--- WORK INSTRUCTIONS ---
Repeat the material word for word, from its start up to and including the line containing "x=126 y=188". Leave the pictures out.

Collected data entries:

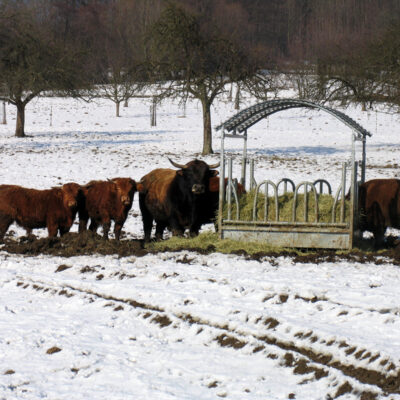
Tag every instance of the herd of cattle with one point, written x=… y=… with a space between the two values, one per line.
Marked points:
x=180 y=199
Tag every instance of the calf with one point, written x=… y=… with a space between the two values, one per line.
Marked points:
x=106 y=201
x=54 y=209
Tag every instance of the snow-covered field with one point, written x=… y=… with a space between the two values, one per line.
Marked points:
x=184 y=325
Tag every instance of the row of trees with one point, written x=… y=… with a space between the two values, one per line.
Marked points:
x=346 y=50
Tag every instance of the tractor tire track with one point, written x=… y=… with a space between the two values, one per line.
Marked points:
x=302 y=357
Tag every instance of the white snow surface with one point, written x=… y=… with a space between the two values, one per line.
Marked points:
x=184 y=325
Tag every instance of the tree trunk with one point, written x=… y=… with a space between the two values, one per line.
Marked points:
x=237 y=98
x=207 y=134
x=20 y=128
x=4 y=114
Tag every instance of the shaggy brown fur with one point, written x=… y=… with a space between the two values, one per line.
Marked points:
x=379 y=205
x=54 y=209
x=106 y=201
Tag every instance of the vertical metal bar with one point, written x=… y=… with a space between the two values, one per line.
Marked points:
x=244 y=160
x=266 y=202
x=221 y=184
x=342 y=203
x=363 y=162
x=251 y=174
x=229 y=188
x=4 y=122
x=352 y=191
x=305 y=203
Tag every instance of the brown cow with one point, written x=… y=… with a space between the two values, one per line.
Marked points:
x=106 y=201
x=379 y=206
x=54 y=209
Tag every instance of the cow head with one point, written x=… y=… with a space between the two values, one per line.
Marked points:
x=71 y=194
x=196 y=174
x=126 y=188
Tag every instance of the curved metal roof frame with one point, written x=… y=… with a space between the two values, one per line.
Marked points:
x=251 y=115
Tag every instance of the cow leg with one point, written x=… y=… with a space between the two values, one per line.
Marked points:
x=106 y=228
x=160 y=230
x=93 y=225
x=5 y=222
x=63 y=230
x=117 y=229
x=176 y=228
x=52 y=229
x=194 y=230
x=83 y=220
x=379 y=227
x=147 y=219
x=379 y=235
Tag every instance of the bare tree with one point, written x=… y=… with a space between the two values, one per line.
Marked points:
x=190 y=60
x=32 y=60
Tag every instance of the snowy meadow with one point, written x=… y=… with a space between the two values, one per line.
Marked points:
x=184 y=325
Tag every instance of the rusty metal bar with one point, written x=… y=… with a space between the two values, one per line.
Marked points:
x=266 y=183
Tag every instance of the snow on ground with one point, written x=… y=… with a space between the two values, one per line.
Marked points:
x=183 y=325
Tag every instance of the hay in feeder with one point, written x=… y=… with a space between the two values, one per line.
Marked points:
x=285 y=208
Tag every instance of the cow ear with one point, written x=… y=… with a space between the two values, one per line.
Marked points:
x=140 y=187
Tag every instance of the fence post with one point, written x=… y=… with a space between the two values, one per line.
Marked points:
x=153 y=113
x=4 y=113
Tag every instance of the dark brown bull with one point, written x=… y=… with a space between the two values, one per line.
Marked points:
x=107 y=201
x=172 y=198
x=379 y=206
x=54 y=209
x=210 y=203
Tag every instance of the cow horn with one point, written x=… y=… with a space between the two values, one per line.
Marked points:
x=214 y=165
x=182 y=166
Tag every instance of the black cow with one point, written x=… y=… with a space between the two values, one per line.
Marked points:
x=172 y=198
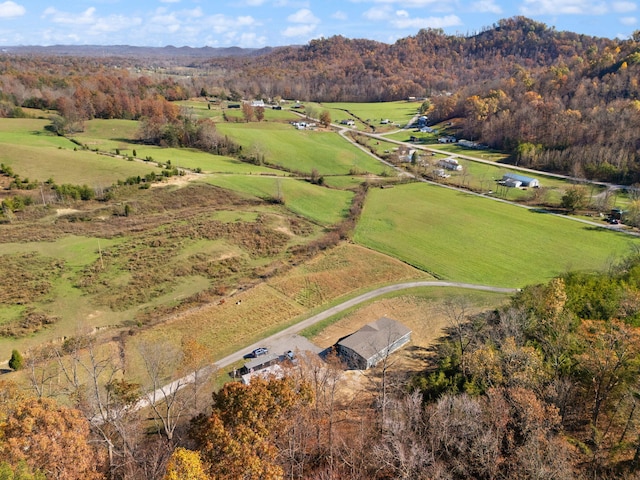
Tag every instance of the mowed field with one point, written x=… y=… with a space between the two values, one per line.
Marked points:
x=400 y=112
x=461 y=237
x=36 y=154
x=301 y=150
x=322 y=205
x=324 y=280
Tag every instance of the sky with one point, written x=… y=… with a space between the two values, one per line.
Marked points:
x=261 y=23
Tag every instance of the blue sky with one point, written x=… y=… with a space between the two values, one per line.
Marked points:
x=259 y=23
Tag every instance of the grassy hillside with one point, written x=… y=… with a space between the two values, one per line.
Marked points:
x=300 y=150
x=462 y=237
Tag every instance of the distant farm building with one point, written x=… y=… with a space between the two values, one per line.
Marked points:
x=470 y=144
x=450 y=164
x=260 y=363
x=373 y=343
x=514 y=180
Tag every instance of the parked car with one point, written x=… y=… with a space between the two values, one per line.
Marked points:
x=260 y=351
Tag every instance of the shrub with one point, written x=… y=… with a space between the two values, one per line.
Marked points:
x=16 y=362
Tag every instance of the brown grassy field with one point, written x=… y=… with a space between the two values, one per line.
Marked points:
x=251 y=314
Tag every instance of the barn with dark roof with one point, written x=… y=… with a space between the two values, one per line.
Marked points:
x=372 y=343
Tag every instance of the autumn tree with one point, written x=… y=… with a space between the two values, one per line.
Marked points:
x=237 y=439
x=259 y=111
x=185 y=465
x=49 y=438
x=16 y=362
x=248 y=111
x=325 y=118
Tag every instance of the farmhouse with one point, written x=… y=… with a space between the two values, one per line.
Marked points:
x=515 y=180
x=259 y=363
x=372 y=343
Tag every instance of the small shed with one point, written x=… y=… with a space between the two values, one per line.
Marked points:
x=372 y=343
x=260 y=363
x=510 y=179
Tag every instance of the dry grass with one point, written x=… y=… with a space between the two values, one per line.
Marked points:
x=252 y=314
x=424 y=315
x=341 y=271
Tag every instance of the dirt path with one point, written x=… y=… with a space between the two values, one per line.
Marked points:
x=289 y=335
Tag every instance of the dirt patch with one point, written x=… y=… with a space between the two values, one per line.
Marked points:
x=424 y=317
x=177 y=180
x=66 y=211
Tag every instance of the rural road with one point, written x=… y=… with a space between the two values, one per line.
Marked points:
x=287 y=336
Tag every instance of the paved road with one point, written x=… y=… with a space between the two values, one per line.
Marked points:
x=289 y=336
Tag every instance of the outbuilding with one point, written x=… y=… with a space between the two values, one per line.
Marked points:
x=260 y=363
x=511 y=179
x=371 y=344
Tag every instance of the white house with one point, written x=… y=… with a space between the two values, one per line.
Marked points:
x=450 y=164
x=515 y=180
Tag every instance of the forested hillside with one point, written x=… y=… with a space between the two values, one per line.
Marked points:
x=556 y=101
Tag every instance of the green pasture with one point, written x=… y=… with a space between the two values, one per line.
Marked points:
x=461 y=237
x=344 y=182
x=397 y=112
x=109 y=135
x=322 y=205
x=301 y=150
x=34 y=153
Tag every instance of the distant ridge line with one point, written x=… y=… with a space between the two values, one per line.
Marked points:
x=135 y=51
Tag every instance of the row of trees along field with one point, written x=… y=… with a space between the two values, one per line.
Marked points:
x=544 y=387
x=557 y=101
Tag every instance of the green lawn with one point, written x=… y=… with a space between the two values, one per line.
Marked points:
x=319 y=204
x=34 y=153
x=397 y=112
x=461 y=237
x=301 y=150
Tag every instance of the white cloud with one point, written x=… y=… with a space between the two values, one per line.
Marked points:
x=298 y=31
x=85 y=18
x=564 y=7
x=404 y=3
x=405 y=21
x=624 y=7
x=486 y=6
x=251 y=40
x=377 y=14
x=303 y=16
x=292 y=3
x=339 y=15
x=11 y=10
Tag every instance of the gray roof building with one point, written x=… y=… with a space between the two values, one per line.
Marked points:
x=372 y=343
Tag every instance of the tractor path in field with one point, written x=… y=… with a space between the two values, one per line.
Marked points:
x=288 y=339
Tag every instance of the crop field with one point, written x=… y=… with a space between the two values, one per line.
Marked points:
x=301 y=150
x=319 y=204
x=461 y=237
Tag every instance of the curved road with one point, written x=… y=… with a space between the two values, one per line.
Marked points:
x=167 y=390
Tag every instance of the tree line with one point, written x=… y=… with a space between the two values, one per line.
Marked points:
x=543 y=387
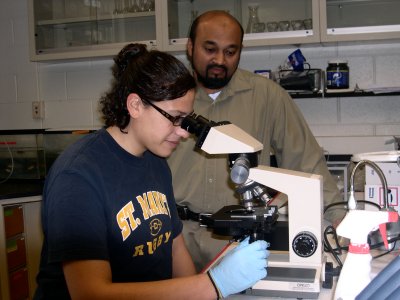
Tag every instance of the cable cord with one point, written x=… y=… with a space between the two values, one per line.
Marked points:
x=12 y=162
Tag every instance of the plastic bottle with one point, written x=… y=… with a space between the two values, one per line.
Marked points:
x=337 y=74
x=355 y=274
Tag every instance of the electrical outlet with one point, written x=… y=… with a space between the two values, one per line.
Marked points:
x=37 y=109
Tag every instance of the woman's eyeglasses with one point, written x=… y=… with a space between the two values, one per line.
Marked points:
x=176 y=121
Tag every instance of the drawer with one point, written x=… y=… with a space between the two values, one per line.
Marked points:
x=19 y=285
x=13 y=220
x=16 y=253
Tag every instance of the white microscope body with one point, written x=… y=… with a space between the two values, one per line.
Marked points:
x=297 y=272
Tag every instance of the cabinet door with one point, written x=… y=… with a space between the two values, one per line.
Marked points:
x=349 y=20
x=267 y=22
x=87 y=28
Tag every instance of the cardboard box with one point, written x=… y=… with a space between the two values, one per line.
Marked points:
x=391 y=170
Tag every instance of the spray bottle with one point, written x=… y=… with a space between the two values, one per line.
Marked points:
x=357 y=224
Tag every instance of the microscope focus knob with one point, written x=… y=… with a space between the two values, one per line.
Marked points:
x=305 y=244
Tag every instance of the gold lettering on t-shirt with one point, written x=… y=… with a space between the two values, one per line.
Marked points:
x=167 y=236
x=139 y=250
x=126 y=220
x=153 y=203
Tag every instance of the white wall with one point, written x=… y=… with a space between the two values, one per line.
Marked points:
x=71 y=89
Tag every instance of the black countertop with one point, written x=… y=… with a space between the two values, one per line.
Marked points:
x=20 y=188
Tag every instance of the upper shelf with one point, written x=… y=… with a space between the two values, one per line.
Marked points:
x=95 y=18
x=338 y=93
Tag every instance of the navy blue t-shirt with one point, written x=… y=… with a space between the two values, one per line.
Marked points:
x=102 y=203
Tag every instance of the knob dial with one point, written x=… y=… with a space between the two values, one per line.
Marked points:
x=305 y=244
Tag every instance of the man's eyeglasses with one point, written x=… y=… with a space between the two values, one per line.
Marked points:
x=176 y=121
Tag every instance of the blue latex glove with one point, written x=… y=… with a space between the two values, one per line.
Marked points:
x=241 y=268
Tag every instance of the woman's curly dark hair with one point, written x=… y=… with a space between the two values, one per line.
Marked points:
x=153 y=75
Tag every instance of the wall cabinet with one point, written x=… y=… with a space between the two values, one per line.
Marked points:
x=62 y=29
x=351 y=20
x=20 y=246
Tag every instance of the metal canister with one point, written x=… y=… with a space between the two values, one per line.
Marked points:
x=337 y=74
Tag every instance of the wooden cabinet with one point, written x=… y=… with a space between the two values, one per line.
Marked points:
x=20 y=247
x=346 y=20
x=65 y=29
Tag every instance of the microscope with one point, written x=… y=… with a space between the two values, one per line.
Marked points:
x=297 y=269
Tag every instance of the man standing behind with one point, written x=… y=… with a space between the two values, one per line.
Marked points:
x=255 y=104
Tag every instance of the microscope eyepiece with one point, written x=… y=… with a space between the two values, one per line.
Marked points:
x=195 y=124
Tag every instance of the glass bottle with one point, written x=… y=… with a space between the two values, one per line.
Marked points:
x=253 y=19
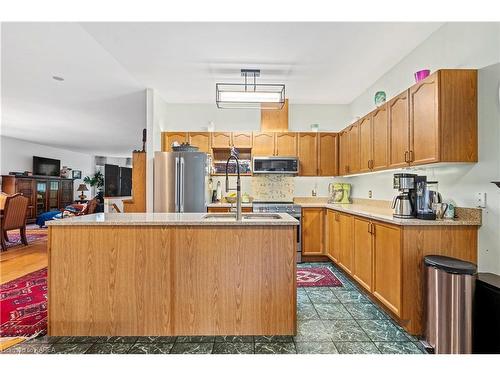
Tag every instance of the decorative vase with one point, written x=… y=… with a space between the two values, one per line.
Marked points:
x=380 y=98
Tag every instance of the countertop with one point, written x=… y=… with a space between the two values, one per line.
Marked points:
x=378 y=210
x=168 y=219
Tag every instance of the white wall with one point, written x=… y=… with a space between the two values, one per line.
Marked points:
x=455 y=45
x=17 y=156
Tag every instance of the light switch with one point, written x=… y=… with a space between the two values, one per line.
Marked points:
x=481 y=200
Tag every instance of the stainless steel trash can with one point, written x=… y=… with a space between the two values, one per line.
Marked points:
x=449 y=294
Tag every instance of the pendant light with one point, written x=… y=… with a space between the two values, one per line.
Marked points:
x=250 y=94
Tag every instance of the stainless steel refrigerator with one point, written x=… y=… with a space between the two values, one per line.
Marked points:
x=180 y=182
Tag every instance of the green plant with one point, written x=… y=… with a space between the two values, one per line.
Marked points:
x=97 y=180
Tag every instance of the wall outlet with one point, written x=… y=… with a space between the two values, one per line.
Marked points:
x=481 y=200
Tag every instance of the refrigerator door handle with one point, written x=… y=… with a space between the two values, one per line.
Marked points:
x=176 y=188
x=181 y=186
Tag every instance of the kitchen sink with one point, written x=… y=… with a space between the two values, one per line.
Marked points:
x=248 y=216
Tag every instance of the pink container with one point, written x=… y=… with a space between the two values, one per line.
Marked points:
x=422 y=74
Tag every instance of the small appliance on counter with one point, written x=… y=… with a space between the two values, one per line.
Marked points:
x=403 y=204
x=427 y=198
x=339 y=193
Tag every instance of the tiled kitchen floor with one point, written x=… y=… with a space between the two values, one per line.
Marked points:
x=330 y=321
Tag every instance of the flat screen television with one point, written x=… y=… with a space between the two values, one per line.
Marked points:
x=46 y=166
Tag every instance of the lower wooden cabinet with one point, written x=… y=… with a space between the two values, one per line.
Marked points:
x=387 y=266
x=363 y=252
x=312 y=227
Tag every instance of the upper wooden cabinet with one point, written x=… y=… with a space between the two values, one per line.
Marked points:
x=312 y=228
x=398 y=131
x=285 y=144
x=170 y=137
x=365 y=143
x=308 y=153
x=200 y=140
x=272 y=120
x=380 y=138
x=241 y=140
x=263 y=144
x=328 y=154
x=221 y=139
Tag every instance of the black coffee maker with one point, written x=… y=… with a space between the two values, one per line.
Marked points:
x=427 y=195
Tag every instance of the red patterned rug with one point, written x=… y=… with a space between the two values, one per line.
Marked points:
x=23 y=305
x=316 y=276
x=31 y=235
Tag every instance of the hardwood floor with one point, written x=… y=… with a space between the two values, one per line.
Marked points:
x=22 y=260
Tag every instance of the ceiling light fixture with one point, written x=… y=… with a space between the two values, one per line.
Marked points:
x=250 y=95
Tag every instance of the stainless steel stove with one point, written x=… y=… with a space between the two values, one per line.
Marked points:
x=288 y=207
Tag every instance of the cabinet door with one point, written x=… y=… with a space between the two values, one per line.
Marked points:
x=286 y=144
x=263 y=144
x=344 y=153
x=221 y=140
x=365 y=144
x=380 y=145
x=398 y=131
x=242 y=140
x=354 y=164
x=346 y=242
x=171 y=137
x=424 y=121
x=328 y=154
x=363 y=255
x=201 y=140
x=333 y=235
x=387 y=266
x=312 y=231
x=308 y=154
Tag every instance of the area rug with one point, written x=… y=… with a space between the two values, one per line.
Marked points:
x=31 y=235
x=316 y=276
x=23 y=305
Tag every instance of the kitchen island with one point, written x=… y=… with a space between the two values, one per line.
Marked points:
x=172 y=274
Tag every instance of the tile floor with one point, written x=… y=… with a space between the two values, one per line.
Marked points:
x=330 y=321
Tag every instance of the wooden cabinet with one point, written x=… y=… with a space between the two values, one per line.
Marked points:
x=333 y=235
x=221 y=139
x=200 y=140
x=345 y=242
x=387 y=258
x=263 y=144
x=363 y=252
x=365 y=143
x=398 y=131
x=308 y=154
x=380 y=138
x=241 y=140
x=272 y=120
x=285 y=144
x=170 y=137
x=44 y=193
x=328 y=154
x=312 y=227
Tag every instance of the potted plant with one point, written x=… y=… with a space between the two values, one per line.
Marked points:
x=97 y=181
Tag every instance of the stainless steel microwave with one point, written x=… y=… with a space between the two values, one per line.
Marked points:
x=275 y=164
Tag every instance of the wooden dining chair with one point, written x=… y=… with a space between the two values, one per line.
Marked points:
x=14 y=217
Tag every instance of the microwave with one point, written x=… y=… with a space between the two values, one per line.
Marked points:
x=275 y=164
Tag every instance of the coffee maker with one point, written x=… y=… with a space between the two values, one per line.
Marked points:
x=427 y=195
x=403 y=204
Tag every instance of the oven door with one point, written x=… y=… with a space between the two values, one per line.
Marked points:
x=275 y=164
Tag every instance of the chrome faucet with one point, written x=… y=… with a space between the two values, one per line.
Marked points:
x=238 y=182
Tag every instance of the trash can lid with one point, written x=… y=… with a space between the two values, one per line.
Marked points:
x=450 y=265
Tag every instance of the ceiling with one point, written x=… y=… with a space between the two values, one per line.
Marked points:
x=100 y=106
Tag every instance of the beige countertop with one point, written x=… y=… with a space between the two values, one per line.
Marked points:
x=380 y=210
x=171 y=219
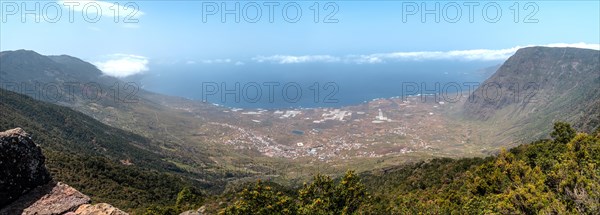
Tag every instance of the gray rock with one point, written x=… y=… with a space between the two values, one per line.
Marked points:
x=21 y=165
x=98 y=209
x=52 y=198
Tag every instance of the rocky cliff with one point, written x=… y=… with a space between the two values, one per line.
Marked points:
x=26 y=187
x=542 y=85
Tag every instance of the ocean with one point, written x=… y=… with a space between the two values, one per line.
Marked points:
x=310 y=85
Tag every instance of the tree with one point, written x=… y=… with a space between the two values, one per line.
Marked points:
x=188 y=198
x=563 y=132
x=261 y=199
x=322 y=196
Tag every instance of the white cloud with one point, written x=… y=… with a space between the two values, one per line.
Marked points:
x=466 y=55
x=123 y=65
x=92 y=28
x=217 y=61
x=107 y=9
x=130 y=26
x=286 y=59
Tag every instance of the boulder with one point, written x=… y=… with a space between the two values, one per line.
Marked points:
x=52 y=198
x=98 y=209
x=21 y=165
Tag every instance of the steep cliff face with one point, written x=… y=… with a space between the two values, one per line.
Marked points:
x=26 y=186
x=542 y=84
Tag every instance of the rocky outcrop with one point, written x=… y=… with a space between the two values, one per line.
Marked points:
x=21 y=165
x=98 y=209
x=27 y=188
x=52 y=198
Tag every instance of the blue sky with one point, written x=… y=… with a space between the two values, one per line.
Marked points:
x=365 y=31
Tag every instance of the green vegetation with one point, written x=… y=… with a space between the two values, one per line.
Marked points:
x=90 y=156
x=559 y=176
x=321 y=196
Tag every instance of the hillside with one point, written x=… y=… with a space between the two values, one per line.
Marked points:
x=109 y=164
x=539 y=85
x=559 y=176
x=173 y=124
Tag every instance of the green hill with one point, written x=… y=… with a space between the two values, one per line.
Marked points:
x=108 y=164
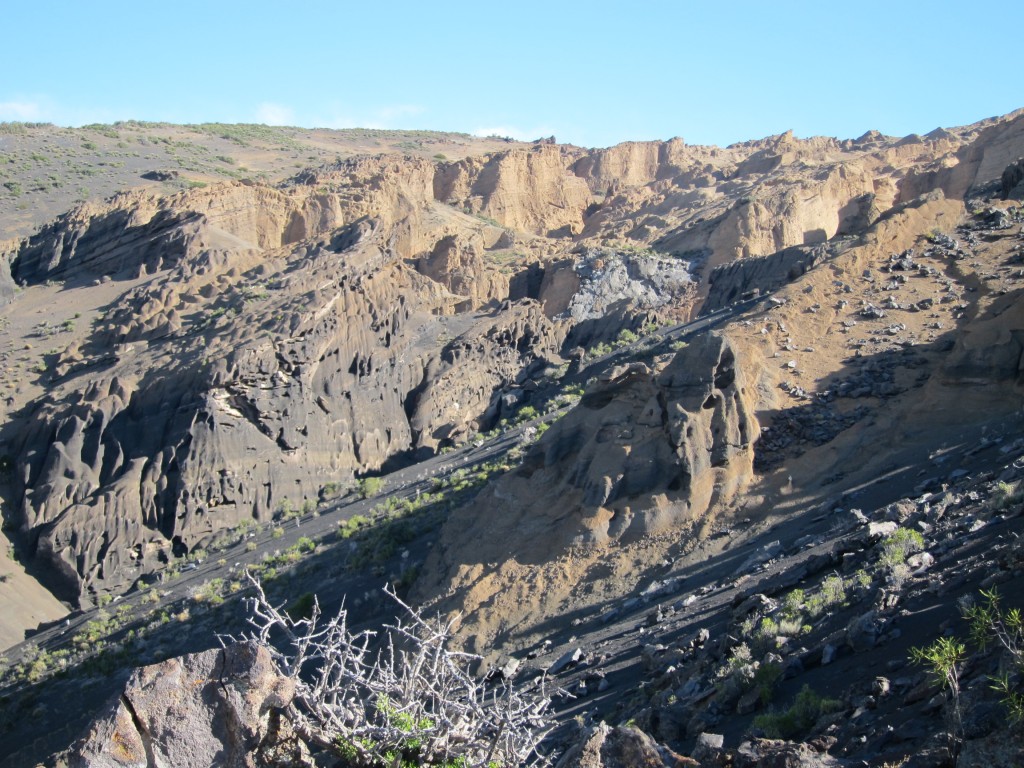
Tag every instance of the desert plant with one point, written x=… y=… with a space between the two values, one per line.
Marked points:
x=897 y=547
x=1006 y=495
x=944 y=657
x=989 y=622
x=411 y=700
x=369 y=486
x=799 y=718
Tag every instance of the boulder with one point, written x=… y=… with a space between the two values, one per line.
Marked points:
x=622 y=747
x=213 y=708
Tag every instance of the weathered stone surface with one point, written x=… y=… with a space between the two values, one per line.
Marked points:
x=765 y=753
x=643 y=454
x=622 y=747
x=214 y=708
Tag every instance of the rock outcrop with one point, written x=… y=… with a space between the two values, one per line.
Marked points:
x=645 y=454
x=215 y=708
x=256 y=343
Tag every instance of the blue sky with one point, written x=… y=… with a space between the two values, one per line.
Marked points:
x=590 y=73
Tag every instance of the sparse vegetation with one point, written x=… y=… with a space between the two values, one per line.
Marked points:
x=806 y=710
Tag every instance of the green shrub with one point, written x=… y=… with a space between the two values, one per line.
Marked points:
x=897 y=547
x=800 y=718
x=369 y=486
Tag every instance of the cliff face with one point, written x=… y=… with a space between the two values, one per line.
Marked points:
x=647 y=457
x=231 y=350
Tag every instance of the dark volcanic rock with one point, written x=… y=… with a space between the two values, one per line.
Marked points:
x=214 y=708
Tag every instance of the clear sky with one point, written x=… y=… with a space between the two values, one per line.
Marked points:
x=590 y=73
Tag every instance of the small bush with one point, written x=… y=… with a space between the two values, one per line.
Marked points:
x=896 y=548
x=370 y=486
x=800 y=718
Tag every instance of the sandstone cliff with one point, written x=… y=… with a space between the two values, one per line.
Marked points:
x=231 y=350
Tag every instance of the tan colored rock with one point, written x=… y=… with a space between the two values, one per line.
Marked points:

--- FINISHED TASK ---
Tag every instance of the herd of cattle with one point, written x=… y=… with a space between the two values, one per line.
Marked points:
x=180 y=199
Tag every instance of the calf with one point, written x=… y=… with a space between the two values, one per line.
Marked points:
x=106 y=201
x=54 y=209
Tag every instance of the snow-covered field with one point, written x=… y=… with a space between the two values, one per line.
Marked points:
x=184 y=325
Tag every instance of the row of trees with one point, written x=… y=… with a space between the two values, one per line.
Marked points:
x=346 y=50
Tag every instance of the tractor tire track with one point, written x=… y=… with a space between the two values, one per line.
Marked points:
x=302 y=357
Tag every instance of the white snow surface with one point, written x=… y=… with a space between the two values, one per line.
Marked points:
x=184 y=325
Tag every instance of the tree trunk with one point, written x=… y=… with a space between the two values, one per line.
Marked points:
x=237 y=98
x=207 y=134
x=20 y=128
x=4 y=114
Tag every instance of the shaggy brown fur with one point, written x=… y=… with a space between the two values, one per line.
Marked points:
x=379 y=205
x=54 y=209
x=106 y=201
Tag every instance of the vertical metal bar with one point, written x=… y=… with a space between the two values, one per line.
Marked points:
x=244 y=160
x=266 y=202
x=221 y=184
x=342 y=203
x=363 y=162
x=251 y=174
x=229 y=188
x=4 y=122
x=352 y=191
x=305 y=203
Tag every instance of the brown cow with one point, written x=… y=… with a space between the two values, one per line.
Marked points:
x=106 y=201
x=379 y=206
x=54 y=209
Tag every instance of the cow head with one point, written x=… y=… with a space between the two values, one per line.
Marked points:
x=71 y=194
x=196 y=174
x=126 y=188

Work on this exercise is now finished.